→ REQUIRED WORK: Please recast the listing below as a JSON array of strings, with each line as its own string and any blank lines dropped.
** START OF PROVIDED RECORDS **
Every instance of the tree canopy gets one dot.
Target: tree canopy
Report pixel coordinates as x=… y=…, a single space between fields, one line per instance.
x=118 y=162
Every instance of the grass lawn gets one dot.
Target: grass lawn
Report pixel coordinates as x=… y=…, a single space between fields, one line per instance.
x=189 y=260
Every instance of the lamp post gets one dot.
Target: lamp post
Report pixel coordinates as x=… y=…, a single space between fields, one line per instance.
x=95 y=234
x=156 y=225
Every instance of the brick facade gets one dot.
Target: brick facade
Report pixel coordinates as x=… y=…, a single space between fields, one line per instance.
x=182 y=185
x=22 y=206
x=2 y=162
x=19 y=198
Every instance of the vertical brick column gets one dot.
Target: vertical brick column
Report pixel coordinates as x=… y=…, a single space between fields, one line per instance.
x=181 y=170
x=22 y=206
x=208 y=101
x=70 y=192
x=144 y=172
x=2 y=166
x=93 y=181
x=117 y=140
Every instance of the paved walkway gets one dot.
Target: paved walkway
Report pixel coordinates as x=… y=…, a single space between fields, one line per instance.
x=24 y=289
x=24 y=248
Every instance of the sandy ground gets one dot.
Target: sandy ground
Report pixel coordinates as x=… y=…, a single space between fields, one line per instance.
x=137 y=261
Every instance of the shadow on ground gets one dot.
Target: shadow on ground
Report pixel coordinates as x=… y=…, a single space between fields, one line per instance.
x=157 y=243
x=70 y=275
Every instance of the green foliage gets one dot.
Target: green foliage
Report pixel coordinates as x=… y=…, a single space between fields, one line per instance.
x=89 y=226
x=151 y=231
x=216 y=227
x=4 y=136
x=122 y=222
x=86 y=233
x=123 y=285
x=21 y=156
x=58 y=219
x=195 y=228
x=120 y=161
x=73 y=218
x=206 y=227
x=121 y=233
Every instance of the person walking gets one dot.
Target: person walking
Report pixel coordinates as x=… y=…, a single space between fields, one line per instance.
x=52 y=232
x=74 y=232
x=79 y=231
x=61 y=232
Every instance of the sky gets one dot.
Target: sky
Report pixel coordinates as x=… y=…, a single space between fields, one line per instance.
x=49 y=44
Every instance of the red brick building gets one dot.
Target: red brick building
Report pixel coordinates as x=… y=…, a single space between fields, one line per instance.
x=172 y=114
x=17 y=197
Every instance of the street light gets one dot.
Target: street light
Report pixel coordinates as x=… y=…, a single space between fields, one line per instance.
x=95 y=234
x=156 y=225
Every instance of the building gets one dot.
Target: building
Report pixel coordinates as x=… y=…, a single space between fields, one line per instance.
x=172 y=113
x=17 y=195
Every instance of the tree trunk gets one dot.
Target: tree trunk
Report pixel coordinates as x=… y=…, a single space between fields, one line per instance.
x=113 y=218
** END OF PROVIDED RECORDS **
→ THE RESULT:
[
  "Every instance of the tree canopy gets one dot.",
  "Target: tree canopy",
  "Report pixel coordinates as x=… y=…, a single space between fields, one line per instance.",
  "x=118 y=162",
  "Every instance of the grass lawn gets one dot.",
  "Target: grass lawn",
  "Report pixel coordinates as x=… y=…, a single space between fields, one line per instance.",
  "x=189 y=260",
  "Every instance of the lamp post gets one dot.",
  "Target: lamp post",
  "Report pixel coordinates as x=… y=…, a single space between fields, one line per instance.",
  "x=95 y=234",
  "x=156 y=225",
  "Every instance of the brick facade gets one dot.",
  "Target: brick facade",
  "Report pixel coordinates as x=… y=…, a single space between fields, one line per instance.",
  "x=182 y=185",
  "x=22 y=206",
  "x=2 y=162",
  "x=19 y=198",
  "Every instance of the vertical brick column gets one dot.",
  "Target: vertical brick column",
  "Report pixel coordinates as x=… y=…, a single space between fields, one line per instance.",
  "x=181 y=170",
  "x=22 y=206",
  "x=208 y=101",
  "x=70 y=192",
  "x=144 y=172",
  "x=2 y=166",
  "x=93 y=181",
  "x=117 y=140",
  "Every instance of the paved walkway gets one dot.",
  "Target: paved walkway",
  "Report pixel coordinates as x=… y=…, a single space between fields, one line per instance.",
  "x=24 y=289",
  "x=24 y=248",
  "Every instance of the sandy ground gets one dot.",
  "Target: sandy ground",
  "Report pixel coordinates as x=… y=…, a single space between fields, one line per instance.",
  "x=137 y=261",
  "Every instance of the shadow on ground gets one dot.",
  "Target: shadow on ground",
  "Report pixel coordinates as x=… y=…, a single space between fields, one line per instance.",
  "x=157 y=243",
  "x=70 y=275",
  "Every instance of the green foliage gets one dot.",
  "Target: green foliage",
  "Report pixel coordinates as x=… y=…, a single space between fields, one line per instance.",
  "x=89 y=226",
  "x=151 y=231",
  "x=216 y=227",
  "x=4 y=136",
  "x=122 y=222",
  "x=86 y=233",
  "x=123 y=285",
  "x=21 y=156",
  "x=58 y=219",
  "x=195 y=228",
  "x=120 y=161",
  "x=73 y=218",
  "x=206 y=227",
  "x=121 y=233",
  "Every instance of the person walking gets one dot.",
  "Target: person walking",
  "Report pixel coordinates as x=… y=…, a single space between fields, one line per instance.",
  "x=52 y=232",
  "x=74 y=232",
  "x=79 y=231",
  "x=61 y=232",
  "Every instance of the sky gets one dot.",
  "Target: sky",
  "Report pixel coordinates as x=… y=…, a single space between fields, one line per instance.",
  "x=49 y=44",
  "Every instance of the red brick building gets one dot.",
  "Target: red brick building",
  "Report pixel coordinates as x=… y=…, a single space between fields, one line per instance.",
  "x=172 y=114",
  "x=17 y=197",
  "Every instance of the street light gets one dot.",
  "Target: street light",
  "Report pixel coordinates as x=… y=…, a single space between fields, one line per instance.",
  "x=95 y=234",
  "x=156 y=225",
  "Every instance of the building gets one dot.",
  "Target: building",
  "Report pixel coordinates as x=… y=…, a single space between fields, one line per instance.",
  "x=172 y=113",
  "x=17 y=195",
  "Every instance of the tree trunk gets one dot.",
  "Target: tree trunk",
  "Report pixel coordinates as x=… y=…, a single space between fields, one line per instance.",
  "x=113 y=218"
]